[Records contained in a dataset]

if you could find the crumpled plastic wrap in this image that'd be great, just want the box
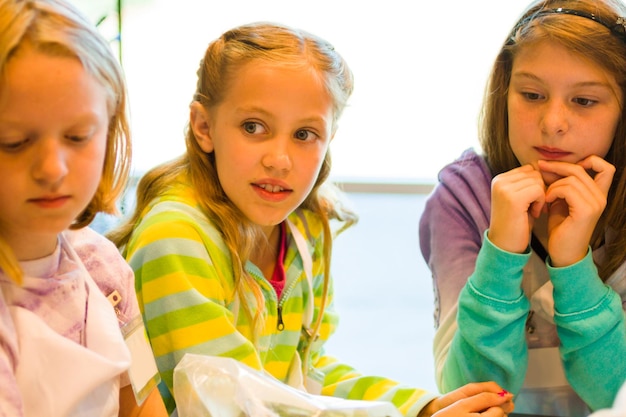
[173,354,402,417]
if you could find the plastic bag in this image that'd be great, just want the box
[173,354,402,417]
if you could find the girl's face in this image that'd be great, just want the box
[191,61,334,237]
[0,45,109,260]
[507,40,622,185]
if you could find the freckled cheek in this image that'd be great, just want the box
[507,125,532,167]
[508,105,538,146]
[508,102,535,129]
[593,138,614,159]
[507,109,522,143]
[582,120,617,159]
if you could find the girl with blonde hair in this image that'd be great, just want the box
[111,21,514,417]
[0,0,165,415]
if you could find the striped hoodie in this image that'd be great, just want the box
[123,177,437,416]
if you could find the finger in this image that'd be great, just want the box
[434,382,503,410]
[538,158,614,196]
[452,381,509,398]
[499,397,515,414]
[538,159,593,185]
[491,167,546,219]
[542,175,604,265]
[545,176,606,215]
[447,391,514,414]
[543,165,608,213]
[490,168,545,252]
[479,407,508,417]
[529,200,544,218]
[576,155,615,195]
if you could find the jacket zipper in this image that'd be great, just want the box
[249,269,297,332]
[277,306,285,330]
[275,275,301,331]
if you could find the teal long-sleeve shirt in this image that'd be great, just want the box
[420,149,626,416]
[445,233,626,412]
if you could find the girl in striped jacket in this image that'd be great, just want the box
[109,21,514,417]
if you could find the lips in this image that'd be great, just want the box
[253,178,293,193]
[257,183,287,193]
[535,146,571,159]
[29,195,70,208]
[252,181,292,202]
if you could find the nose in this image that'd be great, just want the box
[32,138,68,187]
[261,137,292,173]
[540,99,569,137]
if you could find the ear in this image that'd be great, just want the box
[190,101,214,153]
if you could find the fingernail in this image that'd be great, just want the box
[498,389,509,397]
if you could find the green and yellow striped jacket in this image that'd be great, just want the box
[123,179,436,416]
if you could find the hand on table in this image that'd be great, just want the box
[418,381,515,417]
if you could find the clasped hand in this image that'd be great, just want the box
[488,156,615,267]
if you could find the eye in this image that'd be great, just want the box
[573,97,597,107]
[0,138,30,152]
[242,121,266,135]
[294,129,317,141]
[522,92,543,101]
[66,135,88,143]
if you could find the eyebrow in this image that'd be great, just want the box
[511,71,614,89]
[235,106,330,125]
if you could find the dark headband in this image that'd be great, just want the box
[508,7,626,44]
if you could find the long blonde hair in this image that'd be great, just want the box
[108,22,357,337]
[479,0,626,279]
[0,0,131,283]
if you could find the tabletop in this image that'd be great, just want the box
[510,414,564,417]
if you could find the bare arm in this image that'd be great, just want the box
[119,385,168,417]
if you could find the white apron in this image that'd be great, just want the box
[516,254,589,416]
[11,235,131,417]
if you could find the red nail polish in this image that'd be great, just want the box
[498,389,509,397]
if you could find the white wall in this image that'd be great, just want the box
[74,0,530,182]
[74,0,541,394]
[327,192,437,391]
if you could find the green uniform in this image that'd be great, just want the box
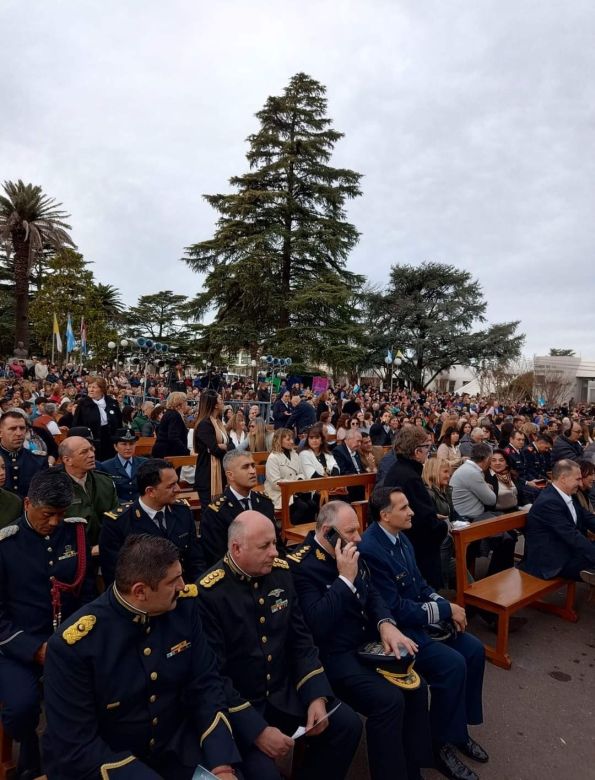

* [EXERCISE OBJECTIVE] Repeat all of the entries above exactly. Keep pictures out of it.

* [WRITTEN REPLY]
if you could find the crumpled plastic wrap in this image that'd be great, just want the box
[173,354,402,417]
if you could find the plastic bag in this image that'd be great, just want the box
[173,354,402,417]
if you could find the girl's face in this image that'd be great, just want the box
[191,61,334,237]
[0,45,109,260]
[507,40,622,185]
if you could find the freckled cheek in this image that'd be great, just want the box
[507,125,532,167]
[508,105,538,146]
[508,102,535,129]
[593,138,614,159]
[507,109,522,143]
[582,120,617,159]
if you could find the girl with blonde hair in this image that'd be great, just want the box
[111,21,514,417]
[0,0,165,415]
if you could find the striped hoodie in this image that'd be great, just want the box
[123,177,437,416]
if you could find the finger in this image that'd be great, just want the box
[434,382,503,410]
[538,158,614,196]
[452,381,509,398]
[499,397,515,414]
[538,159,593,185]
[491,167,546,219]
[542,175,604,265]
[545,176,606,215]
[447,391,514,414]
[543,165,608,213]
[490,168,545,252]
[479,407,508,417]
[529,200,544,218]
[576,155,615,195]
if you could find the jacket zipper in this image that'd be great, just want the box
[249,269,297,332]
[277,306,285,330]
[275,275,301,331]
if you could find the teal long-sleeve shirt in this image that'd be great, just want the box
[420,149,626,416]
[445,233,626,412]
if you could find the girl in striped jacket in this image that'd be great, just want the box
[109,21,514,417]
if you could find the lips in this image that'd be great, just want the box
[253,178,293,193]
[257,183,287,193]
[535,146,571,159]
[29,195,70,208]
[252,181,292,202]
if you could find the nose in this image that'd be great, just want the box
[32,138,68,187]
[261,137,292,173]
[540,99,569,137]
if you could find the ear in this image that'd be great, just want the box
[190,101,214,153]
if you could find the fingernail in this image that'd be great, just want the box
[498,389,509,397]
if you could find the green and yellow striped jacket in this image that'd be great, just want the box
[123,179,436,416]
if you could find the hand on table in this image that'd be great, just want the box
[418,381,515,417]
if you could find the clasped hand in this image that'd be great, just want the box
[488,156,615,267]
if you could find the eye in this image that'd be great, just want the box
[573,97,597,107]
[0,138,30,152]
[242,121,266,135]
[294,129,317,141]
[522,92,543,101]
[66,135,88,143]
if you could find the eyebrow in this image that'd be great, just want the box
[511,71,614,89]
[235,106,330,125]
if you could find the dark headband in this image that'd be great, just want the box
[508,7,626,44]
if you could find the long blonde hair in this image that'd be great, just want the box
[108,22,357,337]
[479,0,626,279]
[0,0,131,283]
if you could find the tabletop in this image that'd be great, just want the box
[510,414,564,417]
if you could find the bare arm in this image that'd be great, just want the box
[119,385,168,417]
if you could find the white apron in this image that'd be great, just want the box
[516,254,589,416]
[11,235,131,417]
if you could find the red nail polish in this image that'd be great, just want the box
[498,389,509,397]
if you could find the white wall in this image that'd be great, just want the box
[74,0,530,182]
[74,0,541,394]
[327,192,437,391]
if you could find the green uniform in this image that'd be great, just want the box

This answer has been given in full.